#### Selected text
——————

That duelling scene, though, was an early flash of just how brilliant this episodes was about to get – and there's a nice directorial touch as the camera angles twist more and more out of true as the two seers reveal more and more that they shouldn't know.

Speculation has got to attach to the meaning of Lucius' specific – and guaranteed accurate – prophecies for the Doctor ("she is coming back" has got to mean Rose, hasn't it?) and Donna ("there is something on your back", the most obvious and sinister suggestion is one of a Queen Spider from Metebelis III, previously seen on Sarah Jane's back in "Planet of the Spiders", and Donna already has a spidery connection with the Racnoss, but surely it means something else?). There is also a second mention for the Medusa Cascade (after "Last of the Time Lords" when the Master referred to the Doctor sealing the rift there). Specifically Evelina tells that the Doctor's real name burns in the Cascade of Medusa, leading some to think that that is where Gallifrey is, or was, and where it burned, particularly since the Doctor "burns in the centre of time", again possibly meaning Gallifrey.

——————

#### Tasks for this exercise
(a) Decide whether each statement agrees with the Doctor Who review, answering yes or no and quoting the words that settle it: (i) The camera angles in the duelling scene become increasingly skewed as the two seers reveal things they shouldn't know. (ii) The Medusa Cascade is mentioned for the first time in this episode. (iii) Evelina says the Doctor's real name burns in the Cascade of Medusa.
(b) Extend the Doctor Who episode review with new text that follows its final sentence.

#### Provided information

——————

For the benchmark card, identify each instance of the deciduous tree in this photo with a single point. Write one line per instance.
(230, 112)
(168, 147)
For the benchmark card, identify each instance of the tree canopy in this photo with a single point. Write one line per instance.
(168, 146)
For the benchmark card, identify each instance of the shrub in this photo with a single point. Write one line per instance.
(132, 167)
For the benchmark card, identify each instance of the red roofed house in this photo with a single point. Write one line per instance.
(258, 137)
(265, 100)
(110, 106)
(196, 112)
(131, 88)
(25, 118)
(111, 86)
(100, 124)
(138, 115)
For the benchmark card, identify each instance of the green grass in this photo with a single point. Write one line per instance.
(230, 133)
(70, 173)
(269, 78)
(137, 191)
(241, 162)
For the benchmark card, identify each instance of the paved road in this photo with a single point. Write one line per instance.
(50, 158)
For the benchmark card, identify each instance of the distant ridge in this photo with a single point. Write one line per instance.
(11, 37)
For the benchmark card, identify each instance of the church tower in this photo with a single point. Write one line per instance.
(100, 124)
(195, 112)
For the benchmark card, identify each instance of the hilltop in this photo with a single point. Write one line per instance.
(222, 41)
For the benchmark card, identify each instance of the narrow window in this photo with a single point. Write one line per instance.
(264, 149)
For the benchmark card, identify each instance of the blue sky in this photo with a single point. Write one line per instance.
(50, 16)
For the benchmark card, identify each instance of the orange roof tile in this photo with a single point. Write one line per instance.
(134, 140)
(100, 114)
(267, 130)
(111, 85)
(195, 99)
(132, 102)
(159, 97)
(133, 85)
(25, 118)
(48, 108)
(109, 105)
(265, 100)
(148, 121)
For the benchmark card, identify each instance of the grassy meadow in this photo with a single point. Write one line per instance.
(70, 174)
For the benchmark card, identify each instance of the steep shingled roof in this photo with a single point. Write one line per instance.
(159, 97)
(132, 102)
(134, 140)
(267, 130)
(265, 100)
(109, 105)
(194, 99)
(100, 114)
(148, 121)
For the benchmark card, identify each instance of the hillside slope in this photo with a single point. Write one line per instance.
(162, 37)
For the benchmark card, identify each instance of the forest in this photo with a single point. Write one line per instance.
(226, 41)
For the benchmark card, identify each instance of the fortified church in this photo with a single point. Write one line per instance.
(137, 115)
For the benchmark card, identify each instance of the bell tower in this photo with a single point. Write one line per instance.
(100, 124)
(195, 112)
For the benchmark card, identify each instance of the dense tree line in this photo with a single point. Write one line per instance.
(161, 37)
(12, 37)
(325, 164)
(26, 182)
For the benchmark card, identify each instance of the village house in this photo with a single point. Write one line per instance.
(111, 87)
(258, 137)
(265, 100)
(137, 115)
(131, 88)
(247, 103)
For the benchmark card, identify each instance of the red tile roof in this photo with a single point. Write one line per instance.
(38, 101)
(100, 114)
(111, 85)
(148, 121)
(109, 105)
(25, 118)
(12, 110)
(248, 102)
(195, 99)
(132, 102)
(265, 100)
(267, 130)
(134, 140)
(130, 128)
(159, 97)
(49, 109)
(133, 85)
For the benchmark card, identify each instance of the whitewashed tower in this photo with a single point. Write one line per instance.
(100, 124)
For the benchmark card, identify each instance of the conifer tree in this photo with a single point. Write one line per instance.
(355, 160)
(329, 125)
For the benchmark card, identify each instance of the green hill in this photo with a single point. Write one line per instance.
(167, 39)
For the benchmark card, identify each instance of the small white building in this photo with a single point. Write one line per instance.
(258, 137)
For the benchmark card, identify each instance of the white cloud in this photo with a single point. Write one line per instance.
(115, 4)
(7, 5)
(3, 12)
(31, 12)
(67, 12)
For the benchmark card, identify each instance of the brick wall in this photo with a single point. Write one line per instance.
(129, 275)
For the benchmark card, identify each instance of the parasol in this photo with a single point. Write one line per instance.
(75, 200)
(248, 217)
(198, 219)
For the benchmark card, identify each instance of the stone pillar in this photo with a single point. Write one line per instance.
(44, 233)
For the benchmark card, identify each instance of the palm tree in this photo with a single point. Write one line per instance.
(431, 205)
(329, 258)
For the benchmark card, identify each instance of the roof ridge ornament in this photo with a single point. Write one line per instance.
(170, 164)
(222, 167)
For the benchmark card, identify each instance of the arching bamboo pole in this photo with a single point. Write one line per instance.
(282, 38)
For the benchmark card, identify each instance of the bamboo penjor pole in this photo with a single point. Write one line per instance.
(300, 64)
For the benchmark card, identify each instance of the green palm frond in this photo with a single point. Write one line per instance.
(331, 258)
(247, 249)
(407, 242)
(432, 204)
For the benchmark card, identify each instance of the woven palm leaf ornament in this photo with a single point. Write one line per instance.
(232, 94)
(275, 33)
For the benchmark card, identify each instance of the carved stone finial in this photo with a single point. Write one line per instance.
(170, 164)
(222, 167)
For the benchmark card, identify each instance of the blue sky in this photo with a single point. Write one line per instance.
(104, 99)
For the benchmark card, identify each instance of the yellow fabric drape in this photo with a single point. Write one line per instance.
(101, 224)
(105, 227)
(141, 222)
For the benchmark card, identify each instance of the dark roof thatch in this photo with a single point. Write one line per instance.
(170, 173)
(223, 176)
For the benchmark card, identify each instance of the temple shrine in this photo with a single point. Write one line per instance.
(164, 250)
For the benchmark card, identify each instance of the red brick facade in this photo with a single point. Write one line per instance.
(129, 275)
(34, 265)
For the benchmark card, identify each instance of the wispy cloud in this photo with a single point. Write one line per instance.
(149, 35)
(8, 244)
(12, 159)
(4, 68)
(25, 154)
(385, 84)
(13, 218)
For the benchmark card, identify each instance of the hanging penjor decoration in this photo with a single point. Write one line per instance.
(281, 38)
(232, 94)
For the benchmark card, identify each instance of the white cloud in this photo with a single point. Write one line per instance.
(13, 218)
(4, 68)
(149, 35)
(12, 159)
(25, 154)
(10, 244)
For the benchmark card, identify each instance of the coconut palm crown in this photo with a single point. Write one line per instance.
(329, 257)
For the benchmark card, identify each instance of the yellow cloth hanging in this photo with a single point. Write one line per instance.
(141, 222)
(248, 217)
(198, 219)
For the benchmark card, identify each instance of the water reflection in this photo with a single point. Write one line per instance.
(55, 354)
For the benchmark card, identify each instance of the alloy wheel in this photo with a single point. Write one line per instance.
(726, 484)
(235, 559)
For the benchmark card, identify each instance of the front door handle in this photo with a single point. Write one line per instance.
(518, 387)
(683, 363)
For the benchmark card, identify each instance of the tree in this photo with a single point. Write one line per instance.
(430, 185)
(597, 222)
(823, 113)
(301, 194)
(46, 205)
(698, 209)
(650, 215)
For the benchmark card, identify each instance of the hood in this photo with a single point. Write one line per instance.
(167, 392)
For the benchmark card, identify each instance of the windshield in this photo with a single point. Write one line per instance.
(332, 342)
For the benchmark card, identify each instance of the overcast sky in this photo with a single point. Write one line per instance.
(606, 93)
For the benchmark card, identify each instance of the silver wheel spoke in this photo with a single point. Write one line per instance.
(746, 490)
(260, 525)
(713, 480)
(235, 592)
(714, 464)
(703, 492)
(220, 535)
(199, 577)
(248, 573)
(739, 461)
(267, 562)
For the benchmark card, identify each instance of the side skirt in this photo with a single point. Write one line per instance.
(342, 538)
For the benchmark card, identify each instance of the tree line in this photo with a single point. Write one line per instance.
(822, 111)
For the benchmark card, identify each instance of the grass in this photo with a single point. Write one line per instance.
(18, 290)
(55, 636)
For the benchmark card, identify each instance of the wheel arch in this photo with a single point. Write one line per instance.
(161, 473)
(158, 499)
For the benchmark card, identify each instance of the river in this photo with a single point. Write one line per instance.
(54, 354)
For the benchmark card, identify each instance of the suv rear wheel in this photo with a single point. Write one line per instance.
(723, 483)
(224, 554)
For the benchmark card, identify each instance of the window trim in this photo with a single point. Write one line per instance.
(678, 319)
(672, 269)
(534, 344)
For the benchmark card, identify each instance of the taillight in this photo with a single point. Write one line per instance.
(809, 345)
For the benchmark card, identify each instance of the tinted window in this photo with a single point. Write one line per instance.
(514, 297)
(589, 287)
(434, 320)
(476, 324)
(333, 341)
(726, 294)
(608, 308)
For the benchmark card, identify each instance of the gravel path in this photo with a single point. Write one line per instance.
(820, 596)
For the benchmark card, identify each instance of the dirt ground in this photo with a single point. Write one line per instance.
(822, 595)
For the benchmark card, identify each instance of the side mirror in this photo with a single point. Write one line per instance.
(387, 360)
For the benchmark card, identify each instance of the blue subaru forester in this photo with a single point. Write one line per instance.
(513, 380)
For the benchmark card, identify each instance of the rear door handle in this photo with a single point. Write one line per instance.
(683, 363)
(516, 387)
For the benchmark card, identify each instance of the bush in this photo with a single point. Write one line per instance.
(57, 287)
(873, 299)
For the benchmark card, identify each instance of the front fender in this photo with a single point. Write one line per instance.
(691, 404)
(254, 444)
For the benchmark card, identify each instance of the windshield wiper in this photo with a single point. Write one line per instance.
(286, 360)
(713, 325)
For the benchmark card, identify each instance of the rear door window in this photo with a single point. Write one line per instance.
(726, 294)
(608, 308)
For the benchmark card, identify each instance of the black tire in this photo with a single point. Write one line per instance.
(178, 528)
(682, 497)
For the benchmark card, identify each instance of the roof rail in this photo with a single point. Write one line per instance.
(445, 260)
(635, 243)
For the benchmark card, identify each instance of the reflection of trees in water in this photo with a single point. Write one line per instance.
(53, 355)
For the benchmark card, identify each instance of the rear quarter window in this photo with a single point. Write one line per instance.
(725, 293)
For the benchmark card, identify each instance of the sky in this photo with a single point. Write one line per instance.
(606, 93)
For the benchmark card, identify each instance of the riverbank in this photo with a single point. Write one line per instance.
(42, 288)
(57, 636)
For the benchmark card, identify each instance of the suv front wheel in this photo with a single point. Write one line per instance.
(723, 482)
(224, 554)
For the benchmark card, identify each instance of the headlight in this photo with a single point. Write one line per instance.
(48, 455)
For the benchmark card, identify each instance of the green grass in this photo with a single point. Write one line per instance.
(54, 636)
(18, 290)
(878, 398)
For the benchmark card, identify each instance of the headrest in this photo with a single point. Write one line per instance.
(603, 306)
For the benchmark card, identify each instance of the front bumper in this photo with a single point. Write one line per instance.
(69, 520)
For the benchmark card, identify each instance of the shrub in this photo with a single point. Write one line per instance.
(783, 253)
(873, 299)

——————

#### Answers for this exercise
(a)
(i) Yes: "the camera angles twist more and more out of true as the two seers reveal more and more that they shouldn't know"
(ii) No: "There is also a second mention for the Medusa Cascade"
(iii) Yes: "Evelina tells that the Doctor's real name burns in the Cascade of Medusa"

(b)
Lucius, played by Phil Davis, is a great Doctor Who villain – or even James Bond villain with his volcano lair! As with Peter Capaldi's Caecilius, it's a performance that shades over the course of the programme, starting gruff but also impressed by the Doctor, but then growing more sinister and dark as his Pyrovile masters gradually take him over so that he finally goes right over the top in the climax. Mind you, when you're stood next to an imaginary stone titan then "large" is the only way to go.

The Pyroviles themselves are another spectacular success from the CG workshops of the Mill. Admittedly, they more than a little resemble the "live action" Transformers from last year's movie, done in stone – though I did like the "Centurion's Helmet" look to the heads. Most impressive is the one that steps out of the mountainside to greet the Cult of Vulcan: impressive not because it's merely "large" but because it's done in daylight and looks completely credible in the scene.

Like the Adipose in "Partners in Crime", the Pyroviles have "lost" their planet. Lucius describes it as both "gone" and "taken", while last week Ms Foster said she wasn't interested in the politics. These remarks together might suggest that the planets are either being conquered, perhaps in the rise of a new Dalek Empire, or literally disappearing, falling through cracks in time. The possibility occurs that if Rose is able to return to our universe then someone has cracked open the walls between realities and these planets might be falling into the Void as a consequence.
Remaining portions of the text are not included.